### Given data

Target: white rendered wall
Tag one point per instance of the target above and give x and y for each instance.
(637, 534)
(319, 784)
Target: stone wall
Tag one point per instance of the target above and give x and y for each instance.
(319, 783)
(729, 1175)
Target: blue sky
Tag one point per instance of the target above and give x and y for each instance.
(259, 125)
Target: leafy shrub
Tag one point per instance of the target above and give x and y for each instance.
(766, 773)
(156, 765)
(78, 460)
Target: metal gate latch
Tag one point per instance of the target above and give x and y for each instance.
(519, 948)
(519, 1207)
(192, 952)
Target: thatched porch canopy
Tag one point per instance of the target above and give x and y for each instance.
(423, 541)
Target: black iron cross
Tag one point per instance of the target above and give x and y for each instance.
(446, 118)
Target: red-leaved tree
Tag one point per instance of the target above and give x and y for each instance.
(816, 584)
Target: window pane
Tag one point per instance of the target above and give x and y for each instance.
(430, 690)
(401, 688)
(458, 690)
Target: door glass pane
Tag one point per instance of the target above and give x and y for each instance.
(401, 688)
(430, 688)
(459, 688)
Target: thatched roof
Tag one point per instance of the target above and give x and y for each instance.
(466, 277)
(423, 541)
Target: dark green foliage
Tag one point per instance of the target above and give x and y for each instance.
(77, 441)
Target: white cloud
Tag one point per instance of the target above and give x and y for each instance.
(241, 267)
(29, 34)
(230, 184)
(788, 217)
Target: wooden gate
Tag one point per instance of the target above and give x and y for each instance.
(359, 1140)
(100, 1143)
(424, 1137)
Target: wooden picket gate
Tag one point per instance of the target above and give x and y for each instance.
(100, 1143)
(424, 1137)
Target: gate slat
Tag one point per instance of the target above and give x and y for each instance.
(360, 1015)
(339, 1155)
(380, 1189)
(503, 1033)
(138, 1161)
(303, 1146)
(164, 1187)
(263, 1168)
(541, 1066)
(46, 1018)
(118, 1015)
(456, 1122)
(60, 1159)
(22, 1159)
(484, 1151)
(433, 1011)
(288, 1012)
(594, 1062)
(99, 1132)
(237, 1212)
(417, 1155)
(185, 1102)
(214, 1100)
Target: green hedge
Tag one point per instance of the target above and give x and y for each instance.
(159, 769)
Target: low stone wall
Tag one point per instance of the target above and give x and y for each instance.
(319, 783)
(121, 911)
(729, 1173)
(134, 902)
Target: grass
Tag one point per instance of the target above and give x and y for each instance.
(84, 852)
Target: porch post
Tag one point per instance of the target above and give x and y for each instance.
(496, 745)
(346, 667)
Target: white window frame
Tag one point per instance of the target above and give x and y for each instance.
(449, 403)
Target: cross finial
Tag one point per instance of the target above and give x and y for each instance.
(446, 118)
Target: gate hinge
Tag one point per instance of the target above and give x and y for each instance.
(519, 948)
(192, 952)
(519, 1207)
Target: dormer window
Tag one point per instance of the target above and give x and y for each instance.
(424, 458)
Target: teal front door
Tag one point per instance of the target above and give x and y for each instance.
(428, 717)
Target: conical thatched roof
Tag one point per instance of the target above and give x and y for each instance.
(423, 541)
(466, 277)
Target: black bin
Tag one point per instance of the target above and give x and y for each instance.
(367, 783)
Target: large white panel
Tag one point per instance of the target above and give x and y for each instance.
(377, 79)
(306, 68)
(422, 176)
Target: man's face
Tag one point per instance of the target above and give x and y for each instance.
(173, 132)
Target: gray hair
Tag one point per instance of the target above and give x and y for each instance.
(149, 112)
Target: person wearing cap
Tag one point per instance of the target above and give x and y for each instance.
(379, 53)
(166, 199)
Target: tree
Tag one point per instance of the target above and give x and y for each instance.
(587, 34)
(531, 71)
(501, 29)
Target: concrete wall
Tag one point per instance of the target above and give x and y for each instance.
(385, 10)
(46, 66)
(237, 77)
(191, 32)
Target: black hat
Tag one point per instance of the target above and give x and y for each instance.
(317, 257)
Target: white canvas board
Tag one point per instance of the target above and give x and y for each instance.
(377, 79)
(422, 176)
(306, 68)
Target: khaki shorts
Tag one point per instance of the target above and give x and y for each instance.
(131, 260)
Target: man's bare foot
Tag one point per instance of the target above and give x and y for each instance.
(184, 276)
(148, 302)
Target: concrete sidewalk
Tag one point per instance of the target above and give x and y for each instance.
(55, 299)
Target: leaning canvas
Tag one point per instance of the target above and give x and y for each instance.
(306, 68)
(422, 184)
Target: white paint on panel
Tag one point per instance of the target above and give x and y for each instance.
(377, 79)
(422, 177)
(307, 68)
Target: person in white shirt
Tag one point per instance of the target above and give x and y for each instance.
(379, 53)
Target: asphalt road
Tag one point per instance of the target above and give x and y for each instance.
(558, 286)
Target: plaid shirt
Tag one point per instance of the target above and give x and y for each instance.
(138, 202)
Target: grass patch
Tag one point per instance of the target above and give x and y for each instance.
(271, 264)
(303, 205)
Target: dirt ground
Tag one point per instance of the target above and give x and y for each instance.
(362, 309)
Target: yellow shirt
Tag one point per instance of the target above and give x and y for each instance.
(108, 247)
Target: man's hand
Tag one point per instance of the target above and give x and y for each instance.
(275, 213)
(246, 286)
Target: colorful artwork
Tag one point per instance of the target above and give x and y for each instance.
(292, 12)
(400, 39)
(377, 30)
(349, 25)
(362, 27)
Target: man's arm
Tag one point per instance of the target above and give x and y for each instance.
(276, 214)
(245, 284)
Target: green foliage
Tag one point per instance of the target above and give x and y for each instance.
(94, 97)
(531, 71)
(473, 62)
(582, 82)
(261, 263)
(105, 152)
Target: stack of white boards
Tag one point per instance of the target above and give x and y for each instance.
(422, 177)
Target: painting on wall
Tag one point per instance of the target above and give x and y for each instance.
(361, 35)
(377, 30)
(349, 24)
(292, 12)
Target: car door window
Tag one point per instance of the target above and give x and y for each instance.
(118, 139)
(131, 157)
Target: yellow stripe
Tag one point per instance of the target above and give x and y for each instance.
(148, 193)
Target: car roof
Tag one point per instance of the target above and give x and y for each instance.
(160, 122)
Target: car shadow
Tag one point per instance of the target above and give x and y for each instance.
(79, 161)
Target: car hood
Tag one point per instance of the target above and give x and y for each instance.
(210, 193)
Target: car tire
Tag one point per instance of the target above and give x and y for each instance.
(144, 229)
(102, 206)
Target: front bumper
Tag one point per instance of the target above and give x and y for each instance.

######

## Exercise goal
What is needed is an exact copy of every entry above.

## Answer for this exercise
Target: white rendered wall
Tag one point per instance of the target above and give x and y for each instance.
(637, 534)
(319, 784)
Target: stone wall
Tag one point per instance of the target above and give x and y for each instance.
(319, 783)
(729, 1175)
Target: blue sky
Tag one point per instance of the target above and give x and y for each instance.
(259, 125)
Target: leafy shrub
Tag one point per instance of the target above and give x and y for each instance.
(766, 773)
(156, 765)
(78, 460)
Target: metal gate latch
Tag one point per instance of the target above and give x and y for each instance.
(519, 948)
(519, 1207)
(192, 952)
Target: thatched porch canopy
Tag one point per instance of the target above and give x and y for each instance.
(423, 541)
Target: black iron cross
Tag one point per instance of the target above and give x and y for each instance.
(446, 118)
Target: red-leaved tree
Tag one point per instance of the target above and give x and y for each instance.
(816, 584)
Target: window pane
Tag one point per instance of the target above and give x and y for each instance.
(430, 690)
(401, 688)
(458, 690)
Target: door glass pane
Tag one point per instance of the target above and give x and y for each instance.
(401, 688)
(430, 688)
(459, 688)
Target: thatched roof
Tag one point per instance of the target above and give x and y for each instance.
(466, 277)
(423, 541)
Target: dark green foliage
Tag one point per instance of the target above and give x and y for each instance.
(77, 441)
Target: white cloud
Tag one point per instance of the target above and give x and y for each instance.
(241, 267)
(29, 34)
(230, 184)
(788, 217)
Target: wooden gate
Tag one point per instance of the target above and give x and y for each instance.
(359, 1140)
(100, 1143)
(424, 1137)
Target: wooden picket gate
Tag one point per instance of the target above and give x and y for each instance.
(100, 1143)
(424, 1137)
Target: gate slat
Tag one point per instance of the target above and give x and y for each instance.
(360, 1015)
(339, 1155)
(380, 1189)
(503, 1033)
(138, 1161)
(303, 1146)
(164, 1187)
(263, 1168)
(541, 1066)
(46, 1018)
(118, 1015)
(456, 1122)
(60, 1159)
(22, 1159)
(484, 1151)
(433, 1011)
(288, 1012)
(594, 1062)
(99, 1132)
(237, 1212)
(417, 1155)
(185, 1102)
(214, 1100)
Target: green hedge
Tag one point per instance of the target above and give x and y for each instance.
(159, 769)
Target: low stone wall
Tag one point per instance of the target above and give x and y for each instance.
(319, 783)
(121, 911)
(729, 1173)
(134, 902)
Target: grass
Tag one point per instance of the target above and give x and y for each instance.
(84, 852)
Target: porch post
Tag one point per instance of the target above and give x and y for each instance.
(496, 745)
(346, 667)
Target: white window frame
Tag one point per instance of the target above and give x and y for each instance.
(449, 403)
Target: cross finial
Tag one point per instance of the target above and give x and y for each instance.
(446, 118)
Target: gate hinge
Tag one point per instance of the target above and give x and y for each instance.
(519, 948)
(192, 952)
(519, 1207)
Target: dormer window
Tag one point per instance of the target above and give x and y for each instance.
(424, 458)
Target: teal front door
Tag one point per instance of the target above and give x and y for each instance.
(428, 717)
Target: conical thatched roof
Tag one point per instance of the target above and give x and y for each instance.
(423, 541)
(466, 277)
Target: black bin
Tag one point per instance of the target above and give x and y for each instance.
(367, 783)
Target: large white panel
Tag one point per instance of the target above and give x and y for each instance.
(377, 79)
(306, 68)
(422, 176)
Target: man's face
Tag one point per instance of the target above and give x and y for each instance.
(173, 132)
Target: gray hair
Tag one point per instance of the target above and give x and y for each instance.
(149, 112)
Target: person wearing cap
Tag one point per instance of the target above and give x and y for each instance.
(379, 53)
(166, 199)
Target: tree
Tag one point per instance of the target above and give x and y for each instance.
(587, 34)
(531, 71)
(501, 29)
Target: concrete wall
Tag one point per instance of the target above and give x and y for each instance.
(385, 10)
(46, 66)
(237, 77)
(191, 32)
Target: black hat
Tag one point per instance of the target above and give x and y for each instance.
(317, 257)
Target: white canvas board
Tag one point per instance of the target above and give x and y for each instance.
(377, 79)
(422, 176)
(306, 68)
Target: khaki shorts
Tag one point per instance of the target above and give x and y for each instance.
(131, 260)
Target: man's bare foot
Tag one point per instance of the target above and give x and y for each instance.
(184, 276)
(148, 302)
Target: concrete sidewalk
Tag one point per instance of the target above and give x and y for each instance.
(55, 299)
Target: leaning canvas
Tag one point per instance of the target above and give x and y for each instance.
(306, 68)
(422, 184)
Target: white paint on panel
Tag one point per instance of the target above and give x and y for each instance.
(377, 79)
(422, 177)
(307, 68)
Target: person in white shirt
Tag one point per instance of the target above and give x and y for each instance.
(379, 53)
Target: asphalt road
Tag one point per instance of the target above and give x and y for each instance.
(558, 286)
Target: plaid shirt
Tag one point per instance of the target above and give x and y for each instance.
(138, 202)
Target: grass patch
Tag one point per instance of the target above and give x and y for each instance.
(271, 264)
(303, 205)
Target: dirt ground
Tag one point per instance of the target above and give x and y for each instance.
(362, 309)
Target: yellow shirt
Tag one point per instance of the target above and give x and y for each instance.
(108, 247)
Target: man's hand
Tag one point per instance of the target above and give x and y for each instance.
(275, 213)
(246, 286)
Target: colorful artwork
Tag one point per instance of the target above and give x and y for each instance.
(292, 12)
(400, 39)
(377, 30)
(349, 25)
(362, 27)
Target: man's arm
Tag one point per instance of the target above and give x and y for each instance.
(276, 214)
(245, 284)
Target: green foliage
Tag one point per instance of the target above and give x and y for each instance.
(94, 97)
(531, 71)
(473, 62)
(582, 82)
(261, 263)
(105, 152)
Target: stack of white boards
Tag one point per instance of the target above and give x and y for each instance.
(422, 177)
Target: painting on wall
Tag one point per instance of the target above and give x and y for each instance.
(361, 35)
(377, 30)
(349, 24)
(292, 12)
Target: car door window
Tag one point per instance of the target above and give x and y for each instance.
(118, 139)
(131, 157)
Target: yellow stripe
Tag one point per instance of the target above and give x and y for each instance.
(148, 193)
Target: car roof
Tag one point per instance of the target above and give x and y for each instance.
(160, 122)
Target: car shadow
Tag one point per instance of the target above and give x and y for each instance.
(79, 161)
Target: car hood
Tag one point per instance of the target above and give x and y for each instance.
(210, 193)
Target: car tire
Tag one point per instance of the target above and give x and y for each instance.
(144, 229)
(102, 206)
Target: front bumper
Tag one point per instance of the target above and give x and y for each instance.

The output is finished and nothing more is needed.